## Source excerpt
_ _ _ _ _ _ _
In [1]:
import numpy as np
import pandas as pd
import requests

from similarity import calculate_sentence_embedding
from embeddings import Embeddings

[nltk_data] Downloading package punkt to
[nltk_data]     /Users/bencaterine/nltk_data...
[nltk_data]   Package punkt is already up-to-date!


In [2]:
def get_wiki_text(movie):
    # retrieve a list of all words in a player's wikipedia page
    try:
        # query wikipedia api
        response = requests.get(
            'https://en.wikipedia.org/w/api.php',
            params={
                'action': 'query',
                'format': 'json',
                'titles': movie,
                'prop': 'extracts',
                'explaintext': True,
            }
        ).json()
        page = next(iter(response['query']['pages'].values()))
        text = page['extract']

        # if there are multiple wiki pages of the same name or the page found is not a film,
        # try adding 'film' identifier
        if 'may refer to:' in text or 'film' not in text:
            return get_wiki_text(movie + ' (film)')
        
        # eliminate punctuation
        for p in ['.', ',', '!', '?', '=', '(', ')', '"', '"', ':', ';', '\n']:
            text = text.replace(p, ' ')
        
        # get page vocabulary
        # text = bytes(text, 'utf-8').decode('utf-8', 'ignore')
        return text
    
    except:
        # return empty list if failed to find player
        return []

In [3]:
movies = [
    'Man of Steel', 'Pitch Perfect', 'Pitch Perfect 2', 'The Dark Knight Rises', 'Iron Man'
]

In [4]:
# create pandas dataframe with players and their wiki text
movies_df = pd.DataFrame({
    'movie': movies,
})

In [5]:
# get wiki text for movies
movies_df['wiki_text'] = movies_df.movie.apply(get_wiki_text)
# add column for length of text (in words)
movies_df['len_text'] = movies_df.wiki_text.apply(len)

In [6]:
movies_df

Unnamed: 0,movie,wiki_text,len_text
0,Man of Steel,Man of Steel is a 2013 superhero film based on...,51868
1,Pitch Perfect,Pitch Perfect is a 2012 American musical comed...,16809
2,Pitch Perfect 2,Pitch Perfect 2 is a 2015 American musical com...,18841
3,The Dark Knight Rises,The Dark Knight Rises is a 2012 superhero film...,53345
4,Iron Man,Iron Man is a superhero appearing in American ...,112856


In [7]:
embeddings = Embeddings()
_ _ _ _ _ _ _
## Entries
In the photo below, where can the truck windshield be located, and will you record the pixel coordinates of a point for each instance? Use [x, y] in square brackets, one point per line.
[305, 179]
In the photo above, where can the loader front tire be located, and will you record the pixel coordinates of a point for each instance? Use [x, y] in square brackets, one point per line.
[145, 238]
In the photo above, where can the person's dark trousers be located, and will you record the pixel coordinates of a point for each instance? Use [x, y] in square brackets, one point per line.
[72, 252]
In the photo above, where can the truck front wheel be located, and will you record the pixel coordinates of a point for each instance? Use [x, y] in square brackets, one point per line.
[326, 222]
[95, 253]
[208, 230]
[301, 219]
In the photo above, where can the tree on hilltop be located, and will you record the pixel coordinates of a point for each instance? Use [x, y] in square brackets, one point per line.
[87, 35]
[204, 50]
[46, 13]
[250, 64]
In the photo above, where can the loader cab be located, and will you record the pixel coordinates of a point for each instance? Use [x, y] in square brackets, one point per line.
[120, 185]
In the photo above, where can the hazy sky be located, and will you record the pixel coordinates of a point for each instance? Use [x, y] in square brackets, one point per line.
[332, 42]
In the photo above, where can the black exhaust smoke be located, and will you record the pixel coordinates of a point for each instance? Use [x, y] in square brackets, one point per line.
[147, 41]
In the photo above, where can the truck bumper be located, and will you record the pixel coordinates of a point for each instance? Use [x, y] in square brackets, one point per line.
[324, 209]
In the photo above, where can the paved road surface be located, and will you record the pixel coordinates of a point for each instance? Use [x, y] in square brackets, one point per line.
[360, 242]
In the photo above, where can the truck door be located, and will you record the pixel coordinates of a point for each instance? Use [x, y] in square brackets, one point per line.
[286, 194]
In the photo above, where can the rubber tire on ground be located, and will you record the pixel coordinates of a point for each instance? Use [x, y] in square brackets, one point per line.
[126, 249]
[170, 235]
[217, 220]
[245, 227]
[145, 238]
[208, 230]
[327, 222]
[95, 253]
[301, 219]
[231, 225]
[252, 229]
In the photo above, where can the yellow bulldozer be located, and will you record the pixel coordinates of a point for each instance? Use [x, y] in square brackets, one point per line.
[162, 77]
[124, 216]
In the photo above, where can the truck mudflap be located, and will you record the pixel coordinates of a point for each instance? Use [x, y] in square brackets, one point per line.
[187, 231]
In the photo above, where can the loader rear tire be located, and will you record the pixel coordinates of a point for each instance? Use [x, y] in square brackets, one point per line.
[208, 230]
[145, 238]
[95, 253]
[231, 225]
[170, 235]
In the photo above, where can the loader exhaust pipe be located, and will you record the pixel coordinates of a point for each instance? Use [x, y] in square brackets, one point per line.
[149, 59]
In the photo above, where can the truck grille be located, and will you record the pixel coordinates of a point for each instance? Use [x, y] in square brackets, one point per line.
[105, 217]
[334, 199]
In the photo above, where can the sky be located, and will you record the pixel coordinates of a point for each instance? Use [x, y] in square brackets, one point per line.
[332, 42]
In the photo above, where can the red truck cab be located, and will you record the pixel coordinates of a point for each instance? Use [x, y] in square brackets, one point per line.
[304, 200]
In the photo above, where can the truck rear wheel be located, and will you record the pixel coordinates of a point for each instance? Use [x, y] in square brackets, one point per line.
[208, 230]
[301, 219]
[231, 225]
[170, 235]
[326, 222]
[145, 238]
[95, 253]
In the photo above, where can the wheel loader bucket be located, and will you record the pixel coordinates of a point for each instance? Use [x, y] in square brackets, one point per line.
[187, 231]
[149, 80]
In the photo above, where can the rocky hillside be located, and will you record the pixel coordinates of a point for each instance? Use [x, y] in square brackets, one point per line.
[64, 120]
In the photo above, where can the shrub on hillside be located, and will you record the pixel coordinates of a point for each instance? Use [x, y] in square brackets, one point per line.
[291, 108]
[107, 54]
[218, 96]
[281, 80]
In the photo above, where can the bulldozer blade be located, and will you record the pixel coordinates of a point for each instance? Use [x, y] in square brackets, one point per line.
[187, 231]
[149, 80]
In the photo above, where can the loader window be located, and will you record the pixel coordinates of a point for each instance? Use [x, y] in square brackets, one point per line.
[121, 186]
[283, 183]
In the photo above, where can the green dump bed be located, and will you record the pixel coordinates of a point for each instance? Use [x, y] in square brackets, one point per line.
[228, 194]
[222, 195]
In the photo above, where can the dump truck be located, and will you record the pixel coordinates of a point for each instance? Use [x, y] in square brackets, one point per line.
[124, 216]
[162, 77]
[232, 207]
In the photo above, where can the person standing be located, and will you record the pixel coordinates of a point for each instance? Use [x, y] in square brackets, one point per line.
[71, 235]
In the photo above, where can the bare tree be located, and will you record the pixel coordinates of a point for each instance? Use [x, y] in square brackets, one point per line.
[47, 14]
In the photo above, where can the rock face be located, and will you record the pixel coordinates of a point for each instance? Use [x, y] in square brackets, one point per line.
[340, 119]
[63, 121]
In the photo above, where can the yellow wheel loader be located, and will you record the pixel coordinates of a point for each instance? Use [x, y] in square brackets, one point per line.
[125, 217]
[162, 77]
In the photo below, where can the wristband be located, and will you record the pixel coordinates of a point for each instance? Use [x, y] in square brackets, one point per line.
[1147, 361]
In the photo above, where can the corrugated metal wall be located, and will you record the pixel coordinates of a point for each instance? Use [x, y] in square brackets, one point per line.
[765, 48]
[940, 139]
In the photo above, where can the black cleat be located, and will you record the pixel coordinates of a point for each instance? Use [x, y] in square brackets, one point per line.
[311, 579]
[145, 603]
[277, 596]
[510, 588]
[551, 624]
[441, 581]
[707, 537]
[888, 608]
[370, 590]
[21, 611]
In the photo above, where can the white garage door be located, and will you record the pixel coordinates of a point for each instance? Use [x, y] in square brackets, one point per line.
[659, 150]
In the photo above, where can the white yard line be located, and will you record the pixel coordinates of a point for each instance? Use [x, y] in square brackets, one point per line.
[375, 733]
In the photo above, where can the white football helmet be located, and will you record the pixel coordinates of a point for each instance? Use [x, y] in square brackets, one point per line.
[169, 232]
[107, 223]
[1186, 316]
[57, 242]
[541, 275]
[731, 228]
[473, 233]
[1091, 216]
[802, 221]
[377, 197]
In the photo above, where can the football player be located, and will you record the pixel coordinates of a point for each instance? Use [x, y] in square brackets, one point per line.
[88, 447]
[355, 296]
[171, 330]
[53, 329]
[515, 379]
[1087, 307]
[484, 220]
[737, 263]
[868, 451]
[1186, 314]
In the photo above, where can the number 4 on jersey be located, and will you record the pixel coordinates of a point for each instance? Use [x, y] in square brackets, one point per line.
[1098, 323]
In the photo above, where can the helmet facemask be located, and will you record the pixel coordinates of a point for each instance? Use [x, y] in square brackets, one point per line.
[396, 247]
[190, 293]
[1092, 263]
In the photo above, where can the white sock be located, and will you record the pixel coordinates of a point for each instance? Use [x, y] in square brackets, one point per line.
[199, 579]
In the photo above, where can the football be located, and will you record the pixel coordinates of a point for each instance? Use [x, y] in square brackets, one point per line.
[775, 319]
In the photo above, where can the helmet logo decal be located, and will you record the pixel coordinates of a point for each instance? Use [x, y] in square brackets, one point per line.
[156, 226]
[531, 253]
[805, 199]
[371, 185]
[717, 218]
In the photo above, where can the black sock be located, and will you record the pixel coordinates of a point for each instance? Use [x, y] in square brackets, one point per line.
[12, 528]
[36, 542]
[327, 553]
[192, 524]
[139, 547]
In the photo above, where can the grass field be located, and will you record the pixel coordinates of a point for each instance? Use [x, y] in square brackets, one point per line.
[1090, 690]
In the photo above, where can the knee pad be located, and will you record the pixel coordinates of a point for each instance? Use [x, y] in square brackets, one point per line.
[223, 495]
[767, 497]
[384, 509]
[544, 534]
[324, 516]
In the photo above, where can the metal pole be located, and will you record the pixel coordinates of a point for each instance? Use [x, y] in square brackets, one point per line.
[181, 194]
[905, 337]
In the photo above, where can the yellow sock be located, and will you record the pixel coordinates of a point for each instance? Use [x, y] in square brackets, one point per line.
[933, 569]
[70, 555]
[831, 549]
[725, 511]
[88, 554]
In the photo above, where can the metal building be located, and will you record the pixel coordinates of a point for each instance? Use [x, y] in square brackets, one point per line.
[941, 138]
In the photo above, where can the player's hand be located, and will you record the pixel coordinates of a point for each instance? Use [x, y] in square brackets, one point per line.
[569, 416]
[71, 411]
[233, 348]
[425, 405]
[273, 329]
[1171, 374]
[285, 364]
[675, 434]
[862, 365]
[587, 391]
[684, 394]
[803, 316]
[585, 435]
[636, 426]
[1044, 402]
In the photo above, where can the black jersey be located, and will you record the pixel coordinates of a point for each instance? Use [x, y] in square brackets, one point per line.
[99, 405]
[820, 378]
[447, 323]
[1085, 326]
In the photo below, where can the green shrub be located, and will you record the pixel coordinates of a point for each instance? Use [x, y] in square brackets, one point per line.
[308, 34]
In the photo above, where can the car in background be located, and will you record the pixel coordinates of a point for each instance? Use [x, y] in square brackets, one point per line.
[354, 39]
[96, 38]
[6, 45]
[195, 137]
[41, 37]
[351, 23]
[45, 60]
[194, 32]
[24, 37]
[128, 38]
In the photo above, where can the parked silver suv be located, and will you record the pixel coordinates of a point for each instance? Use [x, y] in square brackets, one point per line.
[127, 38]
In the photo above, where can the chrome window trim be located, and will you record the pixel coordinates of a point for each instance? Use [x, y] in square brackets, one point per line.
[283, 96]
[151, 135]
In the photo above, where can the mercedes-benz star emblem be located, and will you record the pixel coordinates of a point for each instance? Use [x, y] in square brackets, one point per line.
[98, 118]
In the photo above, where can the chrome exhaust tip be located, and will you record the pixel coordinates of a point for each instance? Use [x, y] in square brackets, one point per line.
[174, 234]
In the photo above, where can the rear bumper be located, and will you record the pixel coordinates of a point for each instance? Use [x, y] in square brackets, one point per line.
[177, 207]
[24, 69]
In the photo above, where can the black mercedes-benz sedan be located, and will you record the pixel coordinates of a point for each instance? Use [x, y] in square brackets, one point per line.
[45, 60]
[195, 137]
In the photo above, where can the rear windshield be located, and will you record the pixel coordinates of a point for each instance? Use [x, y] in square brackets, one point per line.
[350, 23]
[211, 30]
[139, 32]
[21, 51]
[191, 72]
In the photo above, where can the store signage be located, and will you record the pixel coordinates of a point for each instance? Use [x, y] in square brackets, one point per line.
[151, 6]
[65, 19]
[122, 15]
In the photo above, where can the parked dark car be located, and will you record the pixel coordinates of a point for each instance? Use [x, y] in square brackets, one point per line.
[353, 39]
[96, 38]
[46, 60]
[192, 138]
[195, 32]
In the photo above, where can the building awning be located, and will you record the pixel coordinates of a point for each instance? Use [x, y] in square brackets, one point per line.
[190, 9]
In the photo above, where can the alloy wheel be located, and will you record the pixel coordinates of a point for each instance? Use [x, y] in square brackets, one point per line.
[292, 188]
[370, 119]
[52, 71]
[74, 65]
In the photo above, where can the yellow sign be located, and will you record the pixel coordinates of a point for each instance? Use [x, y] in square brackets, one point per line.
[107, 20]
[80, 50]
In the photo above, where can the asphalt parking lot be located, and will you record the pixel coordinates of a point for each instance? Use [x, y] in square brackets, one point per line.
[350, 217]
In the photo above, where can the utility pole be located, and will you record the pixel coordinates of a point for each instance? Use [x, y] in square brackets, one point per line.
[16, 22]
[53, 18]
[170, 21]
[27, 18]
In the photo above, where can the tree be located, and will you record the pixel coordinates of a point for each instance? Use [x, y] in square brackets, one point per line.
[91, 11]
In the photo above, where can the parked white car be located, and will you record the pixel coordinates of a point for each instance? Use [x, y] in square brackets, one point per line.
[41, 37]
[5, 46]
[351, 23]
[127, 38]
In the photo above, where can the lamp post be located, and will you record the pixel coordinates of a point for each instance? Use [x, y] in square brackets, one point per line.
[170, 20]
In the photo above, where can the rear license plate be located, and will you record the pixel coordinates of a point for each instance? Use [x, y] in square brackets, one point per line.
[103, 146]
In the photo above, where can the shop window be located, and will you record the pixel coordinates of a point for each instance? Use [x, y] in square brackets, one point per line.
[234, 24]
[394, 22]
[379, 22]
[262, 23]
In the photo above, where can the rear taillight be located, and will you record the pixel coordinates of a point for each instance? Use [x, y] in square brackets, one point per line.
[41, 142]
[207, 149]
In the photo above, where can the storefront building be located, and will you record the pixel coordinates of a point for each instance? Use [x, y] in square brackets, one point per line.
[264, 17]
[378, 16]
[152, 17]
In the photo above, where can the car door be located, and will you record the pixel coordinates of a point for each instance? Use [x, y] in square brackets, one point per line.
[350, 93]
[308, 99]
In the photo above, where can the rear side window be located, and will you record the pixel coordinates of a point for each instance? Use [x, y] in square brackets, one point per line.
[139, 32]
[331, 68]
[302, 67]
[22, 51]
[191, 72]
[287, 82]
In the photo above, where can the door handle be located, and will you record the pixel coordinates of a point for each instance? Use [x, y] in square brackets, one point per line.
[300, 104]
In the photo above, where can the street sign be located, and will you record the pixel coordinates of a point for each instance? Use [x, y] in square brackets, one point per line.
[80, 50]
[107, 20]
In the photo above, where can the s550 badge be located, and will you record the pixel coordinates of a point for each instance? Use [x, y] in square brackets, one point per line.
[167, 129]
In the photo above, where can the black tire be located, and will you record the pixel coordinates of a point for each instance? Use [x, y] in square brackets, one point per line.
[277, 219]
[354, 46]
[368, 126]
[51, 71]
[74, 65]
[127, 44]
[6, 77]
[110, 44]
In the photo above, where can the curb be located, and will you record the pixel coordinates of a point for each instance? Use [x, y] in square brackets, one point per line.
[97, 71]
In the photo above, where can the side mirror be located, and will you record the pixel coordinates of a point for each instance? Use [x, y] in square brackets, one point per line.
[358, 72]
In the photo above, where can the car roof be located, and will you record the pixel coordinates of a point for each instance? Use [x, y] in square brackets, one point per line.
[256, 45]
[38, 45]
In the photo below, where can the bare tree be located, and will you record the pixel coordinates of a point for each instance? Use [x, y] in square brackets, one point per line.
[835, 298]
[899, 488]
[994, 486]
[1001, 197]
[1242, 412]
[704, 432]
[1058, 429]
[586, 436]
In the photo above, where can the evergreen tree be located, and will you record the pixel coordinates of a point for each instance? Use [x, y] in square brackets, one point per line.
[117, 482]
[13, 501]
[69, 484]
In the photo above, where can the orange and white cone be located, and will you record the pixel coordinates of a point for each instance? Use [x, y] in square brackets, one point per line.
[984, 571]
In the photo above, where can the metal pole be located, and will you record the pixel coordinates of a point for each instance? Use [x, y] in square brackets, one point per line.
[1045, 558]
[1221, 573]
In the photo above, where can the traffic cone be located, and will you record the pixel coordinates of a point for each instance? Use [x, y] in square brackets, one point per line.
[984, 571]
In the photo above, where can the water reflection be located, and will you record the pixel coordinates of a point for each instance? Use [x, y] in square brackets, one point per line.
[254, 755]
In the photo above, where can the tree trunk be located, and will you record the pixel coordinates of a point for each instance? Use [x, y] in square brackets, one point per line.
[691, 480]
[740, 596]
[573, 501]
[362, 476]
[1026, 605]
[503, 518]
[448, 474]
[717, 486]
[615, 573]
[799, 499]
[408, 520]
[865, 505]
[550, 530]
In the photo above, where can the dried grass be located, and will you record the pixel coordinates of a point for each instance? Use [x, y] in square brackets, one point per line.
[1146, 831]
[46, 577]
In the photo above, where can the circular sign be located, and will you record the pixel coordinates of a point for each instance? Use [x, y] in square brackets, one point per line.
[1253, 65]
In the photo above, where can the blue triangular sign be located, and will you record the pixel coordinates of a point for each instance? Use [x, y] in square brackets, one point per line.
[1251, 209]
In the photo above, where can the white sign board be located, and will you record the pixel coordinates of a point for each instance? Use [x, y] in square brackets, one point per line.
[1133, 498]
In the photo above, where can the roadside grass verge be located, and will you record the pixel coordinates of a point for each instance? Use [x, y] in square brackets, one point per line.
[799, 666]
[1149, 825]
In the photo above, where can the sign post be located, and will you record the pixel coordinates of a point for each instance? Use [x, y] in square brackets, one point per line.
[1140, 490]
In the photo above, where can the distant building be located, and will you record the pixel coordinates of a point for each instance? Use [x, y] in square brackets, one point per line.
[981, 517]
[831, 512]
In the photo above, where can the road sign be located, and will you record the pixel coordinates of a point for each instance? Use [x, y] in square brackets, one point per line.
_ _ _ _ _ _ _
## Problems
**A.** Please transcribe the Wikipedia movie notebook between "page = next(iter(response['query']['pages'].values()))" and "bytes(text, 'utf-8').decode('utf-8', 'ignore')", inclusive.
**B.** Pick up the Wikipedia movie notebook right after its final line and keep writing.
The material has no connection to the Wikipedia movie notebook.

## Exercise results
**A.**
page = next(iter(response['query']['pages'].values()))
        text = page['extract']

        # if there are multiple wiki pages of the same name or the page found is not a film,
        # try adding 'film' identifier
        if 'may refer to:' in text or 'film' not in text:
            return get_wiki_text(movie + ' (film)')
        
        # eliminate punctuation
        for p in ['.', ',', '!', '?', '=', '(', ')', '"', '"', ':', ';', '\n']:
            text = text.replace(p, ' ')
        
        # get page vocabulary
        # text = bytes(text, 'utf-8').decode('utf-8', 'ignore')

**B.**
def get_all_similarities(m1):
    # calculates similarities between the given movie m1 and all movies in movies_df
    v1 = calculate_sentence_embedding(embeddings, m1, weighted=True)
    sims = []
    for m2 in movies_df.wiki_text:
        v2 = calculate_sentence_embedding(embeddings, m2, weighted=True)
        sim = embeddings.cosine_similarity(v1, v2)
        sims.append(sim)
    return sims

In [8]:
# put the similarities in a 2D matrix,
# where similarity[i, j] is the similarity score between the ith and jth movies in movies_df
similarities = np.stack(movies_df.wiki_text.apply(get_all_similarities).values)
similarities

array([[1.        , 0.97944157, 0.98191378, 0.99549933, 0.98214878],
       [0.97944157, 1.        , 0.99750574, 0.982988  , 0.95578871],
       [0.98191378, 0.99750574, 1.        , 0.98583924, 0.95606759],
       [0.99549933, 0.982988  , 0.98583924, 1.        , 0.98052437],
       [0.98214878, 0.95578871, 0.95606759, 0.98052437, 1.        ]])

In [9]:
def get_similarity(m1, m2):
    # get similarity score between the given movies m1 and m2, using the similarites matrix
    return similarities[movies_df.index[movies_df.movie == m1][0],
                        movies_df.index[movies_df.movie == m2][0]]
get_similarity('Pitch Perfect', 'Pitch Perfect 2')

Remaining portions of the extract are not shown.